Exercise brief> In the article on the tax debate, rewrite everything from "Article by Kyle" down to "be plainly false.", putting "GOP" wherever "Republicans" appears.

Document text start

Article by Kyle Boulden
If you’ve been paying any attention to the U.S. presidential race recently, it would be nearly impossible to miss the debate over taxation and tax reform. Mitt Romney and Paul Ryan have decided to make the economy the main focus of their campaign, and fiscal policy lies at the heart.
It is generally agreed upon that the American economy is not in good shape. Unemployment is high, budget deficits are the norm and income inequality is rising. This election the Republicans have chosen to focus on the economy, as traditionally it’s the incumbent who takes the blame for the country’s woes. They feel their experience in that field puts them at an advantage, but a closer look at this common narrative show it to be plainly false.
Tax policy is a complicated subject, but what it comes down to is that the Republicans feel they can improve the economy and create jobs by cutting taxes, particularly to corporations and the rich, and that the benefits will ‘trickle-down’ to the rest of the economy. The catch in all this is that these are exactly the policies that have been implemented in the past decade and have failed.

Document text end
Given data start

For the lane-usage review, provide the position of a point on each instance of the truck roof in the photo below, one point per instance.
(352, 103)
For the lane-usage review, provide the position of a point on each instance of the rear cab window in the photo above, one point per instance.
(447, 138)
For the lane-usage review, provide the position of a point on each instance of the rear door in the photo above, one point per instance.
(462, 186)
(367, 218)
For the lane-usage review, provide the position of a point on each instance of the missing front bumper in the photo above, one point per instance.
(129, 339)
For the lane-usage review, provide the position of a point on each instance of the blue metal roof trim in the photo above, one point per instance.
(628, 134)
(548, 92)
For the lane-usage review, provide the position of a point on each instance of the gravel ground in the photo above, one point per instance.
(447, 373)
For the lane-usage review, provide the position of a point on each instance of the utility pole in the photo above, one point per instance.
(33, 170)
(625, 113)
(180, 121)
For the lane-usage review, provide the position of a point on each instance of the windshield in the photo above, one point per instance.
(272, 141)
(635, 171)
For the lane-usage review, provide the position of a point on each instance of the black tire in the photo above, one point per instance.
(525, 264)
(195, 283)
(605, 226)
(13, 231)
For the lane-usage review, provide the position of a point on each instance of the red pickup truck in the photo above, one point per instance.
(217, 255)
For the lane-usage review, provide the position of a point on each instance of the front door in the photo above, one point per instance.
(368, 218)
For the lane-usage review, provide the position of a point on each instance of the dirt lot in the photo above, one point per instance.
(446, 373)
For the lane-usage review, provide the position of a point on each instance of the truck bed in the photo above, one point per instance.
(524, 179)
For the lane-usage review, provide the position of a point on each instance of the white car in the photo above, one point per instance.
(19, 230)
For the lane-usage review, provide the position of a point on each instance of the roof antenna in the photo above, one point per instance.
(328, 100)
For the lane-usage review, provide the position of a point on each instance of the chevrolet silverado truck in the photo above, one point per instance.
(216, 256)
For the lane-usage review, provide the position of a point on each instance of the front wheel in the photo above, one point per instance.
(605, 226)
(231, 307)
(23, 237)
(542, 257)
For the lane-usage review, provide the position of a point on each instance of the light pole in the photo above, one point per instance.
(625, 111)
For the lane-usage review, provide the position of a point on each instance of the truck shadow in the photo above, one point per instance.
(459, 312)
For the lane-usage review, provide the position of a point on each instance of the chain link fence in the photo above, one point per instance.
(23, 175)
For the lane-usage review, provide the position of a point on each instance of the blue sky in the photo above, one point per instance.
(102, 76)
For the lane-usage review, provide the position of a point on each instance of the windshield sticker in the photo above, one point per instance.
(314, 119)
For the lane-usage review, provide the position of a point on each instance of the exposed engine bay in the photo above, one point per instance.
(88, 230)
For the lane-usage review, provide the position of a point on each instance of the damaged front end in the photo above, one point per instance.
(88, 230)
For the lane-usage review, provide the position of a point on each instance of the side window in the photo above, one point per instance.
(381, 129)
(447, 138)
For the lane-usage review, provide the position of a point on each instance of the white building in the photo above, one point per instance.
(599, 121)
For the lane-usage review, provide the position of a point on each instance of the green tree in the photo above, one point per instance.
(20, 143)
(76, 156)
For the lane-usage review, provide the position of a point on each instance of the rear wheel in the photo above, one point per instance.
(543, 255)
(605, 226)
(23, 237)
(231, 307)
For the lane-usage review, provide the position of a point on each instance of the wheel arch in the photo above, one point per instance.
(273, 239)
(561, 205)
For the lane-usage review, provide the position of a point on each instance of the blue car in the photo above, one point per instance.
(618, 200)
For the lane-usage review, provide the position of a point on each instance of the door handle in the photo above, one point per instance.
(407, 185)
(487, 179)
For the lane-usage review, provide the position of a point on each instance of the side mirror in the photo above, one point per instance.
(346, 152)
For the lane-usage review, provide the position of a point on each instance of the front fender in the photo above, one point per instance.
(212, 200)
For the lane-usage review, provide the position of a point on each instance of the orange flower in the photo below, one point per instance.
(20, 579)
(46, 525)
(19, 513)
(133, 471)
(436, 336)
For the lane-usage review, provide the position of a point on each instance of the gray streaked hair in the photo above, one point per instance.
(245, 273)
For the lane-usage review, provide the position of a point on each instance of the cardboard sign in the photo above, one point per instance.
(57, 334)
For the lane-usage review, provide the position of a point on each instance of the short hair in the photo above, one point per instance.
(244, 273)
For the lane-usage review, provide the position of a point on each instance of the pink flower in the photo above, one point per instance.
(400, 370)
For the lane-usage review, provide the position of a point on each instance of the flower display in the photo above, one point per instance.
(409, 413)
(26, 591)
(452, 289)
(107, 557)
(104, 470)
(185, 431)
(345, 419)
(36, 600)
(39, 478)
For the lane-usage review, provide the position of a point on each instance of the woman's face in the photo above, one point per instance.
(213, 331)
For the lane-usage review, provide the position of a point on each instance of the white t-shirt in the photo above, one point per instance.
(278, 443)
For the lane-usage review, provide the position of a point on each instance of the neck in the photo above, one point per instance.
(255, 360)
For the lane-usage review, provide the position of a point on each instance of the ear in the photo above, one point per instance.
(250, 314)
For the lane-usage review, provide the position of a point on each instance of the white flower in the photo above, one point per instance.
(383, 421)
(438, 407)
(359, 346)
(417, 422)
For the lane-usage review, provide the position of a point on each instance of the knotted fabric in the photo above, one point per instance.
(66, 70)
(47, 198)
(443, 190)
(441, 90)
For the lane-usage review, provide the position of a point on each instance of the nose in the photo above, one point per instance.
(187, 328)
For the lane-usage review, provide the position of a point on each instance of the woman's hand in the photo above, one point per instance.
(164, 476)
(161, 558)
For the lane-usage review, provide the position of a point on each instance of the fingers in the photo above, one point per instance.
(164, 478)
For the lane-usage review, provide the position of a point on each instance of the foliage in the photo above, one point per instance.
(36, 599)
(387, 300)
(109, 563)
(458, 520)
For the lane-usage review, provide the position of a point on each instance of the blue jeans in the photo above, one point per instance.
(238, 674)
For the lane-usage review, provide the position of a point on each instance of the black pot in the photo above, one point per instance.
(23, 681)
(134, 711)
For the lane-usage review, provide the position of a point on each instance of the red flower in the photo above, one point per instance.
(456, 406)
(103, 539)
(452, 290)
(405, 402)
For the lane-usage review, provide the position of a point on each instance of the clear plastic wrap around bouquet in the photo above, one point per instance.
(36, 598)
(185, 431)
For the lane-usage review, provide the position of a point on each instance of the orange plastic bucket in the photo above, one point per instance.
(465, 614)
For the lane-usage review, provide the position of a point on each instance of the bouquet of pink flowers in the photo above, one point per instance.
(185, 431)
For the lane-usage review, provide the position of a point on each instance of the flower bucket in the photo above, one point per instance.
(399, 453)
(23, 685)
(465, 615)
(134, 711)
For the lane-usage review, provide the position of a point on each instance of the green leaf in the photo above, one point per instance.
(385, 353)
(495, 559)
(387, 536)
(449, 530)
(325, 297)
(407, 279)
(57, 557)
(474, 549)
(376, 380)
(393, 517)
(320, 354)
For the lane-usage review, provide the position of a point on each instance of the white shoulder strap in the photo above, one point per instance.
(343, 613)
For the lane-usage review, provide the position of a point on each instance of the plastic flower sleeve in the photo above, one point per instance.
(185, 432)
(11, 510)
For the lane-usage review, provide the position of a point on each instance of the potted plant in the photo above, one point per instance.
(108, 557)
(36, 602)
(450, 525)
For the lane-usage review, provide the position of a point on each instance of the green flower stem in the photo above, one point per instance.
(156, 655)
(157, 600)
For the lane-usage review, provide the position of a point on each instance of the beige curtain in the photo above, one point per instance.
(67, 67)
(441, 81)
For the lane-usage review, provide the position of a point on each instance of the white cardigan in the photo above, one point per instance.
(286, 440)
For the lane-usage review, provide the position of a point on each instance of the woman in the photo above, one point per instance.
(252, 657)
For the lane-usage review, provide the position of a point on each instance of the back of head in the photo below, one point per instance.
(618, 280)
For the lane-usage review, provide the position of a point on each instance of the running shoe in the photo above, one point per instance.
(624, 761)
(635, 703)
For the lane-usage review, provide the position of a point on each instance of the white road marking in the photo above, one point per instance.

Given data end

Full response>
Article by Kyle Boulden
If you’ve been paying any attention to the U.S. presidential race recently, it would be nearly impossible to miss the debate over taxation and tax reform. Mitt Romney and Paul Ryan have decided to make the economy the main focus of their campaign, and fiscal policy lies at the heart.
It is generally agreed upon that the American economy is not in good shape. Unemployment is high, budget deficits are the norm and income inequality is rising. This election the GOP have chosen to focus on the economy, as traditionally it’s the incumbent who takes the blame for the country’s woes. They feel their experience in that field puts them at an advantage, but a closer look at this common narrative show it to be plainly false.